**Was zu tun ist:**
1) Schreibe den vorliegenden Text zwischen „Ich arbeite seit“ und „gröberen Unfug geschrieben.“, beide Stellen eingeschlossen, neu und setze dabei „Frankreich“ an die Stelle von „Italien“.
2) Beantworte die folgenden Fragen zum vorliegenden Text und kennzeichne deine Antworten ebenfalls mit (a), (b) und (c).
(a) Wer ist laut Text Chefredakteur des „Spiegel“?
(b) Womit endete die Woche der Berichterstattung über die italienische Regierungsbildung?
(c) Seit wie langer Zeit arbeitet die Person, die in der Ich-Form schreibt, in führenden deutschen Wirtschaftsredaktionen?

**Vorliegender Text:**

Neue Regierung in Rom

Ciao Hallodri! Wie deutsche Medien ein italienisches Drohszenario beschwören

Vor wenigen Tagen traf „Spiegel“-Chefredakteur Klaus Brinkbäumer auf seine Leserinnen und Leser, und die Begegnung muss für ihn so außergewöhnlich gewesen sein, dass Brinkbäumer sie in der folgenden Ausgabe auf vielen Zeilen festhielt. Die Leser, teilte Brinkbäumer eben diesen Lesern mit, würden es etwa nicht mögen, wenn „Spiegel“-Redakteure „Meinungen über Fakten stellen und beides nicht klar genug voneinander trennen“. Auch widersprüchliche Positionen auszulassen, goutierten die Leser nicht.

Dieser Kritik hielt Brinkbäumer leicht trotzig entgegen:

„Natürlich sehen wir das meiste noch immer anders, denn wir machen den ‚Spiegel‘ ja in jeder Woche so gewissenhaft und leidenschaftlich, wie es uns möglich ist.“

Gabel mit Spaghetti, die zu einem Strick geformt ist. Schlagzeile: "Ciao amore!"

Dann begann, als ob es diese Leserrunde nie gegeben hätte, eine Woche der Berichterstattung über die italienische Regierungsbildung, die in einem Spaghetti-Galgen-Cover der Print-Ausgabe endete und in der es fast das kleinste Problem war, dass es daran mangelte, Fakten und Meinung auseinanderzuhalten.

Ich arbeite seit mehr als zehn Jahren in führenden deutschen Wirtschaftsredaktionen, die meiste Zeit davon leitend, und berichte seit einigen Jahren über und aus Italien. Ich dachte, ich hätte so ziemlich alles erlebt, was im Redaktionsalltag schiefgehen kann. Ich habe Thesen zugespitzt, komplexe Sachverhalte der Verständlichkeit willen vereinfacht und auch mal eine Stimme ausgeblendet, weil Vereinfachung ein Kern-Instrument ist, um den journalistischen Auftrag nach Erklärung zu erfüllen. Und sicher habe ich dabei auch manchmal gröberen Unfug geschrieben.

**Datenauszug:**
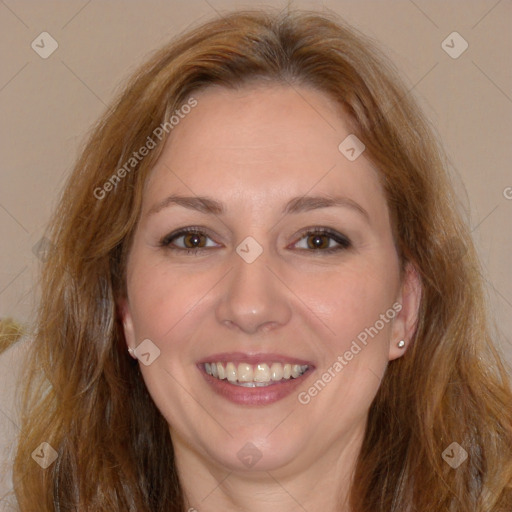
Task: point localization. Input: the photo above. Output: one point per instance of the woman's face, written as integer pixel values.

**Antworten je Aufgabe:**
1)
Ich arbeite seit mehr als zehn Jahren in führenden deutschen Wirtschaftsredaktionen, die meiste Zeit davon leitend, und berichte seit einigen Jahren über und aus Frankreich. Ich dachte, ich hätte so ziemlich alles erlebt, was im Redaktionsalltag schiefgehen kann. Ich habe Thesen zugespitzt, komplexe Sachverhalte der Verständlichkeit willen vereinfacht und auch mal eine Stimme ausgeblendet, weil Vereinfachung ein Kern-Instrument ist, um den journalistischen Auftrag nach Erklärung zu erfüllen. Und sicher habe ich dabei auch manchmal gröberen Unfug geschrieben.

2)
(a) Klaus Brinkbäumer
(b) Mit einem Spaghetti-Galgen-Cover der Print-Ausgabe
(c) Seit mehr als zehn Jahren